(A run of records)
■ ■ ■
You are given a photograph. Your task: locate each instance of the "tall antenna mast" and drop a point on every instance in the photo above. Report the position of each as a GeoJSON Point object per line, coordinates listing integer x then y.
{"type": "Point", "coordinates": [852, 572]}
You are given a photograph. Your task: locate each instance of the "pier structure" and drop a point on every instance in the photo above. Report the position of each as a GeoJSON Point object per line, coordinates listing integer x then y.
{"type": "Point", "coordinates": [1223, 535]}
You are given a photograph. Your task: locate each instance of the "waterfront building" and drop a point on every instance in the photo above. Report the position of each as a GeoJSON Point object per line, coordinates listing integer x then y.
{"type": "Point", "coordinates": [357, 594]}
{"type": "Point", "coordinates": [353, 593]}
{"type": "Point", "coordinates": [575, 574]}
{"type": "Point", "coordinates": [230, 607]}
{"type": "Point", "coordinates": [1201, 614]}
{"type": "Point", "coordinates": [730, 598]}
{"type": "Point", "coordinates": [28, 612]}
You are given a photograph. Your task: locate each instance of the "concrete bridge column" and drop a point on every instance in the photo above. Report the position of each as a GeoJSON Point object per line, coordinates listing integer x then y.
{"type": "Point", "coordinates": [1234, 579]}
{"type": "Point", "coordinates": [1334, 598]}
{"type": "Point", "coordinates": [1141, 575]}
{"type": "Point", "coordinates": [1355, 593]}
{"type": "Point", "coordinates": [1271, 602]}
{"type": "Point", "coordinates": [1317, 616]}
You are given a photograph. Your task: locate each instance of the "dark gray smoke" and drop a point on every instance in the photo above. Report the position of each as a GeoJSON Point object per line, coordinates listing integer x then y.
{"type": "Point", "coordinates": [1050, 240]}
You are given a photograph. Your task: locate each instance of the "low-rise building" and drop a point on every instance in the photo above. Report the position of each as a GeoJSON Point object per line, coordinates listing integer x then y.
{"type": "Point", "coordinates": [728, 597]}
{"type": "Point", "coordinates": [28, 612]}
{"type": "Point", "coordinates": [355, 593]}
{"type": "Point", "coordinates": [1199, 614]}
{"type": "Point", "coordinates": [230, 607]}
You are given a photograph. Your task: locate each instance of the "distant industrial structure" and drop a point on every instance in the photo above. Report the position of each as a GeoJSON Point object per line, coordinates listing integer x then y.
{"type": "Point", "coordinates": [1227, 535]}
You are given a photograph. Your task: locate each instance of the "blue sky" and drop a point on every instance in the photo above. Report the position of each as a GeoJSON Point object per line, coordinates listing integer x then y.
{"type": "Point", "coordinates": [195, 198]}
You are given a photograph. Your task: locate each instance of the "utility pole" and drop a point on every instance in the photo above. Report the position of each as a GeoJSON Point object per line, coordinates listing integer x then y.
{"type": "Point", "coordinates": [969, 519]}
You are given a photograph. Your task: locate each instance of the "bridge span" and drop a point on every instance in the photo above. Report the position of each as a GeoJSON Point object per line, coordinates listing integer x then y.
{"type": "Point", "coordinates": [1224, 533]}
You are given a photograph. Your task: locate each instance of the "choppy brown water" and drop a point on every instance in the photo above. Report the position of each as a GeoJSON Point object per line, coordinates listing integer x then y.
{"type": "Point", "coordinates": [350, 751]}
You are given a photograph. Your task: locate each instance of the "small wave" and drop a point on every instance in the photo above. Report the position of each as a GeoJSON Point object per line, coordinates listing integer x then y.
■ ■ ■
• **BRIEF**: All of the entries must be quoted exactly; please include each one.

• **THE RESPONSE**:
You are given a photograph. Your task: locate each instance of the "tall antenna mast" and drop a point on every instance in the photo above. Report the position of each as a GeoJSON Point object per line, coordinates listing integer x then y.
{"type": "Point", "coordinates": [852, 572]}
You are given a photograph. Your task: locate each instance of the "pier structure" and drop a point on every instance in the photo above. Report the position of each as a GeoJSON Point object per line, coordinates listing integer x then y.
{"type": "Point", "coordinates": [1223, 535]}
You are given a photograph. Your task: locate each instance of the "waterfront building" and drop a point on every instance in the photo above. Report the position of each as a GeoJSON Point object per line, coordinates listing integer x then y.
{"type": "Point", "coordinates": [357, 594]}
{"type": "Point", "coordinates": [353, 593]}
{"type": "Point", "coordinates": [575, 574]}
{"type": "Point", "coordinates": [230, 607]}
{"type": "Point", "coordinates": [1201, 614]}
{"type": "Point", "coordinates": [730, 598]}
{"type": "Point", "coordinates": [28, 612]}
You are given a photograph. Your task: locate each instance of the "concrete bridge column" and drop a point on every instance in the photo above. Report the position of each as a GeoJSON Point object per line, coordinates listing integer x then y.
{"type": "Point", "coordinates": [1234, 579]}
{"type": "Point", "coordinates": [1334, 598]}
{"type": "Point", "coordinates": [1141, 575]}
{"type": "Point", "coordinates": [1355, 593]}
{"type": "Point", "coordinates": [1271, 602]}
{"type": "Point", "coordinates": [1317, 616]}
You are given a photograph. Your task: locate each instance of the "dark gray smoke" and drop a point on every instance in the photo above. Report the position of each as a GeoJSON Point object per line, coordinates listing integer x then y.
{"type": "Point", "coordinates": [1050, 240]}
You are given a photograph. Your task: locate each instance of the "low-rise building" and drop a point on every instance in the photo above. Report the position of each as a GeoJSON Point object per line, coordinates listing integer x then y.
{"type": "Point", "coordinates": [728, 597]}
{"type": "Point", "coordinates": [28, 612]}
{"type": "Point", "coordinates": [355, 593]}
{"type": "Point", "coordinates": [1199, 614]}
{"type": "Point", "coordinates": [230, 607]}
You are given a photograph. Your task: locate each instance of the "distant industrial structure" and drop a point on every instance in the photo above. Report the position of each as a GeoJSON Point object per line, coordinates listing integer x then y.
{"type": "Point", "coordinates": [1227, 535]}
You are given a photograph. Your task: locate each instance of the "blue sky" and drop a point on every instance in the photo above. Report the position of each as a GeoJSON Point object per line, coordinates listing integer x then y.
{"type": "Point", "coordinates": [195, 198]}
You are given a photograph. Your task: locate each instance of the "utility pole" and drop a point on every instance in the photo above. Report the position of each as a GeoJSON Point object per line, coordinates listing integer x then y.
{"type": "Point", "coordinates": [969, 519]}
You are given a photograph. Your task: locate each instance of the "bridge span" and drop a point on every instance in the photo above. Report the position of each as a GeoJSON Point object per line, coordinates listing integer x then y.
{"type": "Point", "coordinates": [1224, 533]}
You are given a photograph. Your task: locate each instance of the "choppy brown water" and drop a point on every instance in the photo above. Report the position of each as a GeoJSON Point object per line, coordinates listing integer x then y.
{"type": "Point", "coordinates": [350, 751]}
You are given a photograph. Your task: locate each instance of the "small wave" and drop a point on every instance in the photo above. Report the position of each as a GeoJSON Point object per line, coordinates listing integer x then y.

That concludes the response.